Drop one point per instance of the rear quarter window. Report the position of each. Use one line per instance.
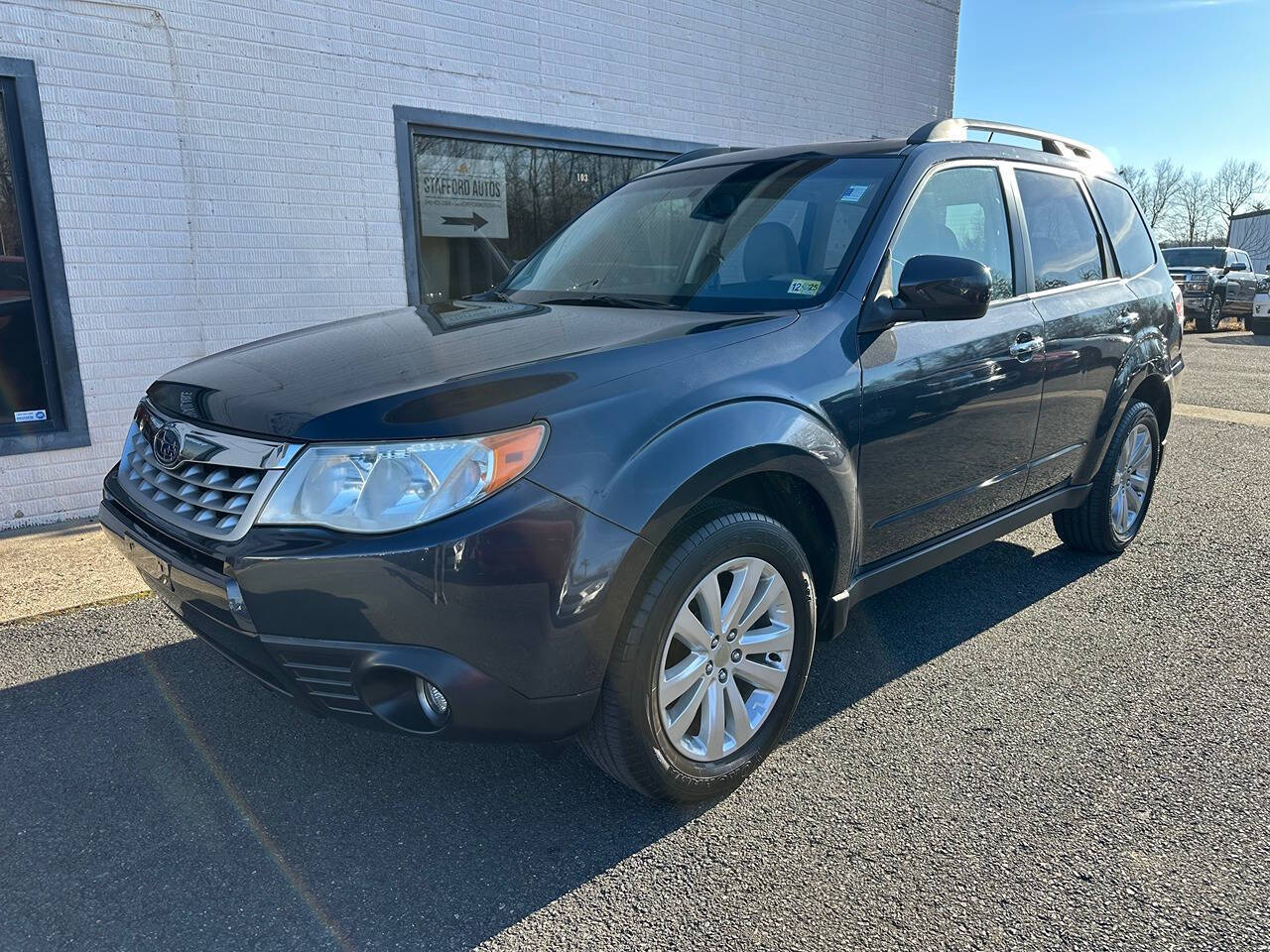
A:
(1130, 239)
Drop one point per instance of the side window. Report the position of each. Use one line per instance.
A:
(1061, 234)
(959, 212)
(1134, 248)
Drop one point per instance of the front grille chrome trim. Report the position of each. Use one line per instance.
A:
(216, 489)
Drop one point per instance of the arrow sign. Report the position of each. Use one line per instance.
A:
(475, 221)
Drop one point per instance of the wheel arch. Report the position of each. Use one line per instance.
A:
(766, 454)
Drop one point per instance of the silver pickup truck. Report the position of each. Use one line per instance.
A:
(1216, 284)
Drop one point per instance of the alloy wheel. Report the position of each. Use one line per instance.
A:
(725, 658)
(1132, 480)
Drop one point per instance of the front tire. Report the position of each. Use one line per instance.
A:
(1110, 517)
(710, 667)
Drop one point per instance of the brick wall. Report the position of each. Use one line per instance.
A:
(225, 171)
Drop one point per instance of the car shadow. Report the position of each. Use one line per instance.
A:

= = =

The answer must be the line containing "Drop one point per instance of the side" and every line after it to the end of the data, each set down exactly.

RESULT BELOW:
Drop one point per instance of the side window. Report the position of each. Use one line per instance.
A:
(1061, 234)
(959, 212)
(1134, 248)
Drop one point per instance of the front grille chrome trim. Report the position of each. Use one line per instance.
A:
(216, 489)
Drop one point per instance of the arrow sign. Report the position of each. Use one line per instance.
A:
(475, 221)
Drop one point per instance of the wheel arch. Report the position of each. Use one line per instance.
A:
(766, 454)
Drop one point per instance of the silver pickup truck. Report the position of each. Use one line per instance.
A:
(1216, 284)
Drop one point per instance of the alloy wheel. Report the position of each. Use one line per instance.
A:
(725, 658)
(1132, 480)
Drop one point per instance of the front tire. Report the position of each. Use one line per instance.
A:
(1110, 517)
(710, 667)
Drop one point per instance of the brick wall. Report the position of each. Use one line per instance.
A:
(225, 171)
Drop one point per instance of the car shadow. Report the position of each. Use one line per instance.
A:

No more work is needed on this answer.